**Text:**
══════

Another Benefit To Kernel Mode-Setting

Written by Michael Larabel in Linux Kernel on 21 August 2010 at 08:45 AM EDT. 28 Comments
LINUX KERNEL
Kernel mode-setting (KMS) is useful for faster VT/X switching, VTs being always at the panel's native resolution, the ability to thwart some security bugs in the X.Org Server (as shown earlier this week), presenting a cleaner and more flexible architecture, and allowing new and interesting projects to emerge (such as Plymouth and Wayland), but the benefits do not end there. When kernel mode-setting is combined with KDB, a Linux kernel debugger shell, you now have one powerful combination.

What this allows you to do is when your system goes awry, rather than being stuck to hard reset the system if you were using user-space mode-setting, with KDB+KMS you can now fall-back to this debugging shell to be able to diagnose the problem and collect other information used for debugging whether it was a kernel panic, hardware trap, or other problem.

══════

**Supplied data:**
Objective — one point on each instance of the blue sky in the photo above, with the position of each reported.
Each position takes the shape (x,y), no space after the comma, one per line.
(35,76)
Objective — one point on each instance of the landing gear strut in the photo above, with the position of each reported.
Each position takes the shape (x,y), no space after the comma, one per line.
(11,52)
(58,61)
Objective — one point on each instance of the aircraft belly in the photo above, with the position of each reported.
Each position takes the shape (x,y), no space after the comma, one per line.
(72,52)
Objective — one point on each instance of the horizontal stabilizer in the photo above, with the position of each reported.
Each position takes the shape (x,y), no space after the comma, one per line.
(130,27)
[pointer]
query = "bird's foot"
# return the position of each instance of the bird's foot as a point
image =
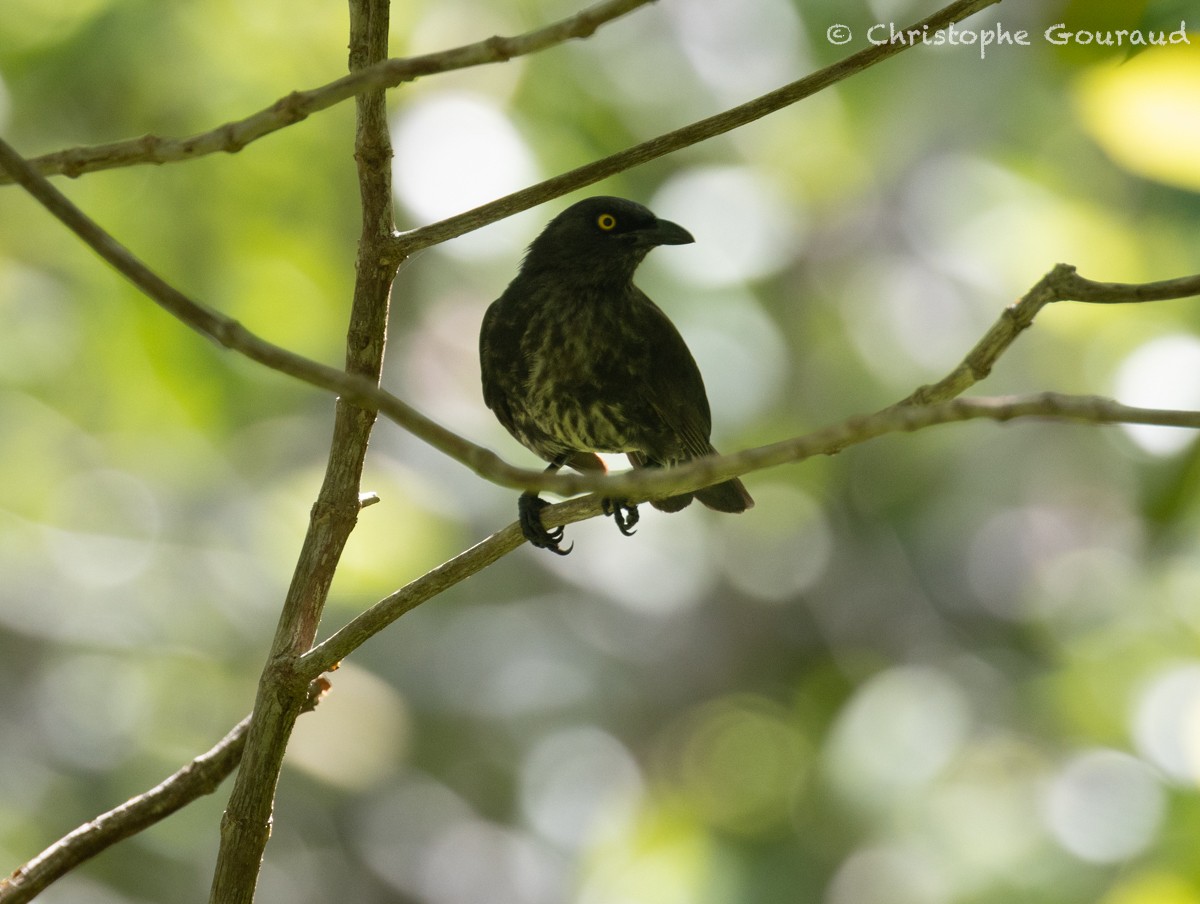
(529, 515)
(624, 514)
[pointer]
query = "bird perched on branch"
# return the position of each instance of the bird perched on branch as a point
(577, 360)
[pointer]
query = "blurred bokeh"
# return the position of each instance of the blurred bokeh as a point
(960, 665)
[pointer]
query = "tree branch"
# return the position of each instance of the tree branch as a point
(201, 777)
(232, 137)
(1062, 283)
(679, 138)
(281, 695)
(853, 431)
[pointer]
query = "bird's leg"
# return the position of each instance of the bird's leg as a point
(624, 514)
(529, 508)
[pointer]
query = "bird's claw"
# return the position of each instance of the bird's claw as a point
(529, 515)
(624, 514)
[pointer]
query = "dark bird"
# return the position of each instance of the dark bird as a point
(577, 360)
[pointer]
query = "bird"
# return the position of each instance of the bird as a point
(575, 360)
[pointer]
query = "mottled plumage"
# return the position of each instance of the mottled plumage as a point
(577, 360)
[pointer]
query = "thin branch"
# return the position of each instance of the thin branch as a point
(681, 138)
(853, 431)
(280, 700)
(1062, 283)
(232, 137)
(204, 773)
(201, 777)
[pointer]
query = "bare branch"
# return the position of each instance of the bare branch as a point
(853, 431)
(201, 777)
(679, 138)
(232, 137)
(246, 825)
(1062, 283)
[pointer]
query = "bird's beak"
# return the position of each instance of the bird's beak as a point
(664, 232)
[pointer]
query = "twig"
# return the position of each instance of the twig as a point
(246, 825)
(853, 431)
(679, 138)
(1062, 283)
(232, 137)
(201, 777)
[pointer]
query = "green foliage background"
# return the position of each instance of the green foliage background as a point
(953, 666)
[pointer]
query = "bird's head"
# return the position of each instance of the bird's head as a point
(604, 234)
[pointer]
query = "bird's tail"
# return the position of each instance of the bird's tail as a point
(730, 496)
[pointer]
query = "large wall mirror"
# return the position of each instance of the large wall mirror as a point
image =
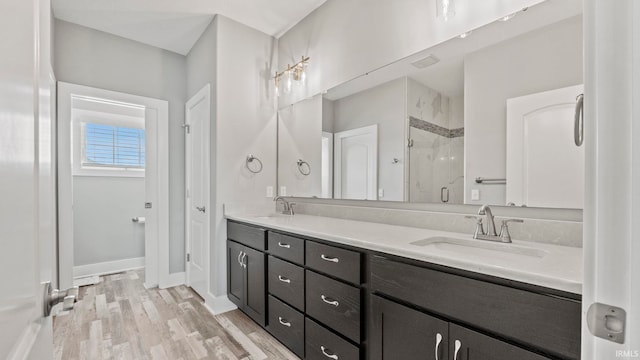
(484, 118)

══════

**Set of tasks:**
(1) Translate this sentence from the kernel mode-setting article into Spanish: "When kernel mode-setting is combined with KDB, a Linux kernel debugger shell, you now have one powerful combination."
(2) From the kernel mode-setting article, write out the part that opens with the words containing "Another Benefit To" and closes with "one powerful combination.".

**Task responses:**
(1) Cuando el establecimiento de modo en el kernel se combina con KDB, un shell depurador del kernel de Linux, ahora se tiene una combinación potente.

(2)
Another Benefit To Kernel Mode-Setting

Written by Michael Larabel in Linux Kernel on 21 August 2010 at 08:45 AM EDT. 28 Comments
LINUX KERNEL
Kernel mode-setting (KMS) is useful for faster VT/X switching, VTs being always at the panel's native resolution, the ability to thwart some security bugs in the X.Org Server (as shown earlier this week), presenting a cleaner and more flexible architecture, and allowing new and interesting projects to emerge (such as Plymouth and Wayland), but the benefits do not end there. When kernel mode-setting is combined with KDB, a Linux kernel debugger shell, you now have one powerful combination.